Directive:
List each line in the records below that contains the word "pine".

+++ Supplied records +++

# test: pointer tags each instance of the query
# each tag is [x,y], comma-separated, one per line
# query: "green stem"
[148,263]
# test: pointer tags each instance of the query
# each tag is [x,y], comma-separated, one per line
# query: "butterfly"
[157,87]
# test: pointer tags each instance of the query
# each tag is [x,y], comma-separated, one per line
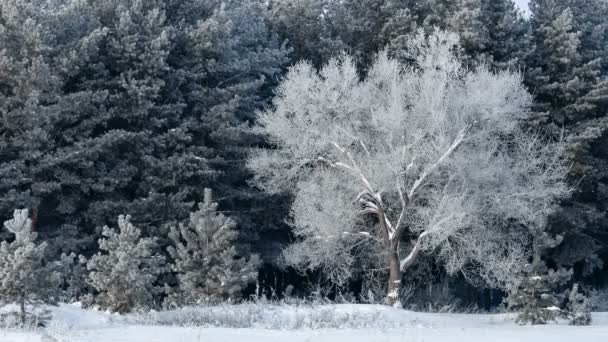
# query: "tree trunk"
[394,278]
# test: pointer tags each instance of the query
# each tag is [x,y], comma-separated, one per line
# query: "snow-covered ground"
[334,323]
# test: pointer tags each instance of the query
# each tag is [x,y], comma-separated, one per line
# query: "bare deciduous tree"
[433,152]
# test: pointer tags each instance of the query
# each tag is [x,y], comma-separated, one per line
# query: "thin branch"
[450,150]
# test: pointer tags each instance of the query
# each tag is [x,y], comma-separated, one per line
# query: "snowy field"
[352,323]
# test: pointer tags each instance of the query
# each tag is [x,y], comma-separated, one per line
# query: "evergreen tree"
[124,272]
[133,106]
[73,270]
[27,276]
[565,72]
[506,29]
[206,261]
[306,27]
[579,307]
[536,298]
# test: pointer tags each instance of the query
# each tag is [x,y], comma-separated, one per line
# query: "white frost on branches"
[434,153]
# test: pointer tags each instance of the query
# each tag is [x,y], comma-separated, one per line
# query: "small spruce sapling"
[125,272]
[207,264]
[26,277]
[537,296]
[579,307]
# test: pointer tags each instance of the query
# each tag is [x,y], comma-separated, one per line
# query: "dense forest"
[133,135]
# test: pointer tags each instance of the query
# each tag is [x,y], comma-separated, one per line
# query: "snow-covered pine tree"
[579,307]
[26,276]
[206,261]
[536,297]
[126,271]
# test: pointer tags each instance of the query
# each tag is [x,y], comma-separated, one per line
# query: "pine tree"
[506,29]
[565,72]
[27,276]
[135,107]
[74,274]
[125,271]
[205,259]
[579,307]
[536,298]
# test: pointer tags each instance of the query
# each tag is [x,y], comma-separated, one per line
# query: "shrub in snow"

+++
+++ Supplied records +++

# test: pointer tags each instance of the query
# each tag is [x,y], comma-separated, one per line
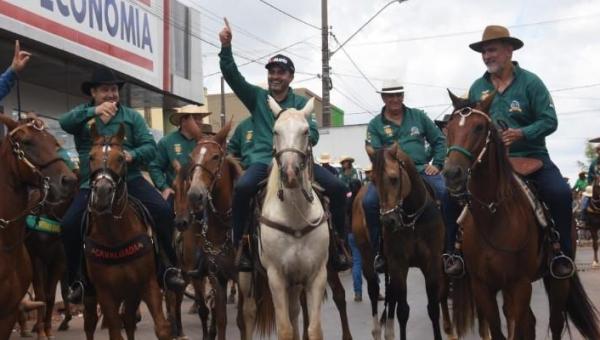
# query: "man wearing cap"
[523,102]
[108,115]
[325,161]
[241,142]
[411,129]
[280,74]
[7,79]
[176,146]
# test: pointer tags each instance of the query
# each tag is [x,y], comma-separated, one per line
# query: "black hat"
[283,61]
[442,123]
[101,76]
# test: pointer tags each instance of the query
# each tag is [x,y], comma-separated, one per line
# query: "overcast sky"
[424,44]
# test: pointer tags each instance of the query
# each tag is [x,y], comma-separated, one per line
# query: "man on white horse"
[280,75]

+++

Result of the task:
# query: "snow-covered pine tree"
# query: "pine tree"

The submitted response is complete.